> [Makale]

Davalı vekili, Ankara 11. Asliye Hukuk Mahkemesi"nin 2009/161 E., 2011/10 K. sayılı kararının kesin hüküm teşkil etttiğini, bu davada da talep edilen kira alacağının reddedildiğini, binada hala eksik işlerin olduğunu ve tamamlanmadığını, buna ilişkin açılmış olan davanın derdest olduğunu, iddia olunan zararlardan davalının sorumlu olmadığını, davacının dairelere kombi takılmadığını, kendi kombilerini kendileri yaptırdığını savunarak davanın reddini istemiştir.
Mahkemece, Ankara 11. Asliye Hukuk Mahkemesi"nin 25.01.2011 tarih ve 2009/161 E., 2011/10 K. sayılı kararına göre; iş bu davada dava konusu olan işler ve sebeplerle davacı tarafından davalı ... ile dava dışı... ve ... aleyhine tapu iptali ve tazminat talepli dava açıldığı, davalı arsa sahiplerine yönelik tapu iptali ve tescil talebinin, binanın iskan ruhsatının alındığı, eksik ve ayıplı işler için Sulh Hukuk Mahkemesine ayrı dava açıldığından herhangi bir bedel blokesine gerek olmadan tapu iptal ve tescil davasının kabulüne tazminat ve kira kaybı taleplerinin de reddine karar verilmiştir. Kararın kesinleştiği ve tazminat, kira alacağı konusunda taraflar arasında kesin hüküm teşkil ettiği gerekçesiyle davanın reddine karar verilmiştir. Karar, davacı tarafından temyiz edilmiş, 23. Hukuk Dairesi"nce dava konusu dairenin satılamamasından kaynaklanan zarar ve anılan dava tarihine kadar kira tazminatı istemleri yönünden kesin hükmün mevcut olduğunun kabulu isabetli olmuş ise de, anılan davada dava konusu edilmeyen tamir, boya işleri ve kombi bedeli yönünden kesin hüküm bulunduğunun kabulü doğru olmadığı, anılan davada konu edilmeyen döneme ilişkin kira kaybını isteminde bulunabileceği belirtilerek kararın bozulmasına karar verilmiştir. Bozmaya uyularak davanın kabulüne karar verilmiş, karar, davalı vekilince temyiz edilmiştir.

> [Görev A]
Listede "For the photo above, indicate every instance of the man's" ifadesini içeren satırla başlayıp "column 372, row 112" ifadesini içeren satırla biten satırları, iki uç dahil, "man's nose" yerine "man's chin" koyarak ve geri kalan her şeyi olduğu gibi bırakarak yeniden yaz.

> [Verilen Liste]
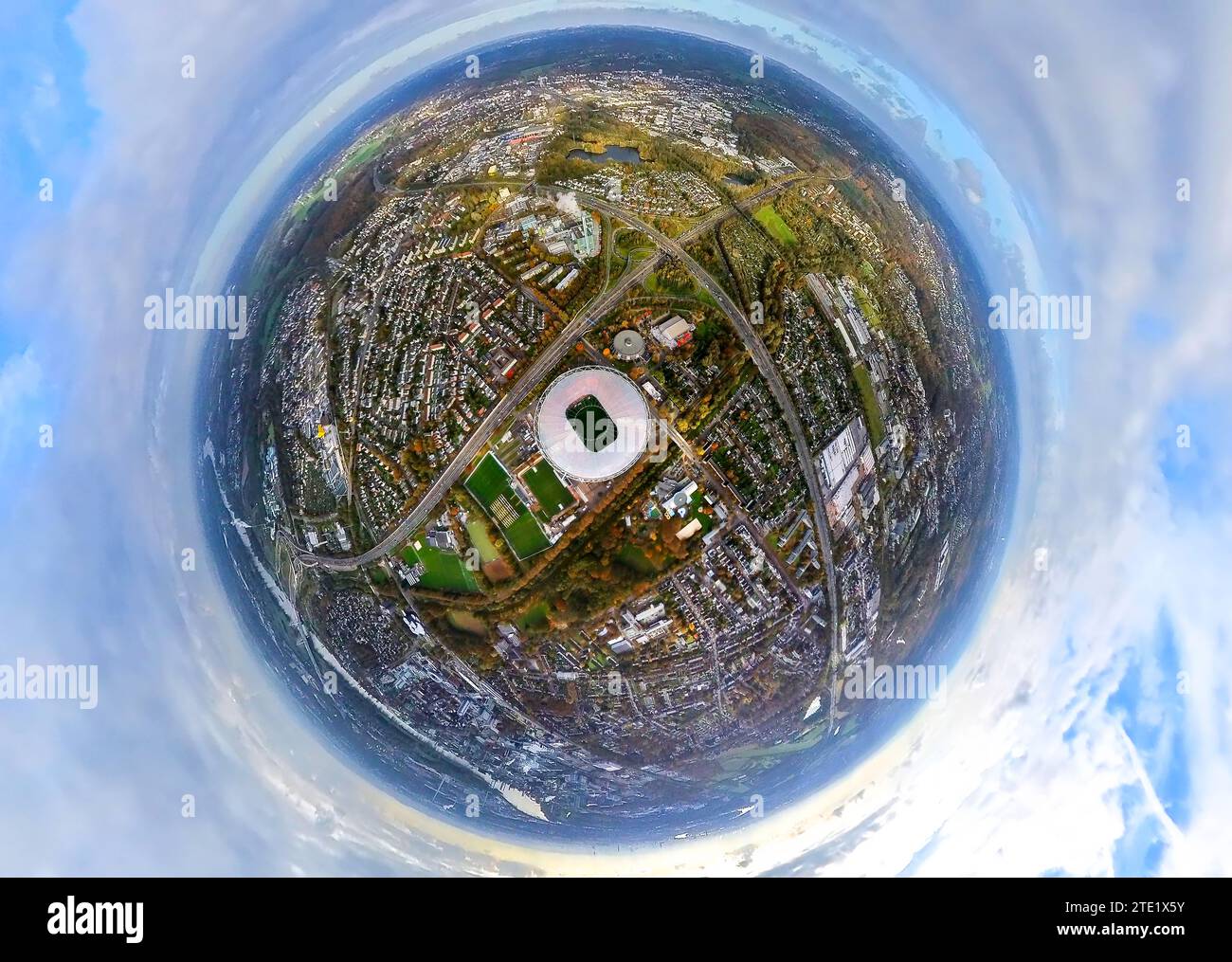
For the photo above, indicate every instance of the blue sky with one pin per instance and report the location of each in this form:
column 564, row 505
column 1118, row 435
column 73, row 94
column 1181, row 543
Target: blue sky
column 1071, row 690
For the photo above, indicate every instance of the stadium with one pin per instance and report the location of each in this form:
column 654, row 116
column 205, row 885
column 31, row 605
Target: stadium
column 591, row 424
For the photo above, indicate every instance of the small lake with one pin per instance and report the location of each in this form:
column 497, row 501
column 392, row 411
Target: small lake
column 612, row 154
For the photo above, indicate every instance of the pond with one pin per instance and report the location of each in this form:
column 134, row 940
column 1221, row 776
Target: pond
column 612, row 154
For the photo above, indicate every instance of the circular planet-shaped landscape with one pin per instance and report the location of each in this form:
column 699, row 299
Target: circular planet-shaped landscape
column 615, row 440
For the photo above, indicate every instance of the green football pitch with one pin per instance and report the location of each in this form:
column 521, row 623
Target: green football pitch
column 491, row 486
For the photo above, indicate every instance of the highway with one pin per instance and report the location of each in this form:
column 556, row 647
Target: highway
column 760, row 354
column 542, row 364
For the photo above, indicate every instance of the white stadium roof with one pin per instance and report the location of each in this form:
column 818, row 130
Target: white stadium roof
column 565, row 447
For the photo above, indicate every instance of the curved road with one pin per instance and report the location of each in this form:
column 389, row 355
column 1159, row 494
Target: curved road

---

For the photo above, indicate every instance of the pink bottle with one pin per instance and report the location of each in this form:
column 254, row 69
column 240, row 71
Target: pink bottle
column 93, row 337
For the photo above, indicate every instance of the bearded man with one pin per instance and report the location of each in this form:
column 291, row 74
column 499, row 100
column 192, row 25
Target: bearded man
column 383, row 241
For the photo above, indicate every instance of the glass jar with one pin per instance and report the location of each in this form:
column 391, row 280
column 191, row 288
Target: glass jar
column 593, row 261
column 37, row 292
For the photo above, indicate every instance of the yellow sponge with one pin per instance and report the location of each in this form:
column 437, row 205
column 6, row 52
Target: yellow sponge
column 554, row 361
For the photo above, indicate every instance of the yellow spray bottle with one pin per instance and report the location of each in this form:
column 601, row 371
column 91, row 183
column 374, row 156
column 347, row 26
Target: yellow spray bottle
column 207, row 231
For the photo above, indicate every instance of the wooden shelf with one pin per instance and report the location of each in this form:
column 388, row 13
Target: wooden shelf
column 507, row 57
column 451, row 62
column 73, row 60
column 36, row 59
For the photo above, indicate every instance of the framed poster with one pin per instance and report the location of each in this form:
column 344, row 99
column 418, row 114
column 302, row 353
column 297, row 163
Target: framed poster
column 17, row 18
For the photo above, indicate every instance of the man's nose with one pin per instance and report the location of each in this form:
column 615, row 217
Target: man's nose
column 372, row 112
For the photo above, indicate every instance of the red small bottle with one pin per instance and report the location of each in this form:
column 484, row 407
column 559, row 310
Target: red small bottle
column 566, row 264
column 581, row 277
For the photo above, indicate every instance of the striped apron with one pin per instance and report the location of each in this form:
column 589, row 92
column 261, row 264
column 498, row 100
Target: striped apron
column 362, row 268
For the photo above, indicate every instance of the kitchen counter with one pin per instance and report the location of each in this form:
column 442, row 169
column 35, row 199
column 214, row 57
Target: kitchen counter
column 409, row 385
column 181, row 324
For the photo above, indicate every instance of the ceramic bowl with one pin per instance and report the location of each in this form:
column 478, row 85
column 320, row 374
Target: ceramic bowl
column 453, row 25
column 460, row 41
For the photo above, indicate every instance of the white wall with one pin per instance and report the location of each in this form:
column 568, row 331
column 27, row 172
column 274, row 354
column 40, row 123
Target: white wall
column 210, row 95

> [Görev B]
Makaledeki "Davalı vekili, Ankara 11. Asliye" sözleriyle başlayan paragrafı, temel bilgilerini koruyarak madde işaretli bir listeye dönüştür.

> [Görev Çıktısı A]
For the photo above, indicate every instance of the man's chin with one pin per instance and report the location of each in this form:
column 615, row 217
Target: man's chin
column 372, row 112

> [Görev Çıktısı B]
Davalı vekilinin savunması:
- Ankara 11. Asliye Hukuk Mahkemesi'nin 2009/161 E., 2011/10 K. sayılı kararı kesin hüküm teşkil eder ve o davada talep edilen kira alacağı reddedilmiştir.
- Binada hâlâ tamamlanmamış eksik işler vardır ve bunlara ilişkin açılan dava derdesttir.
- Davalı, iddia olunan zararlardan sorumlu değildir.
- Davacı dairelere kombi takmamıştır; kombiler kendileri tarafından yaptırılmıştır.
- Bu gerekçelerle davanın reddi istenmiştir.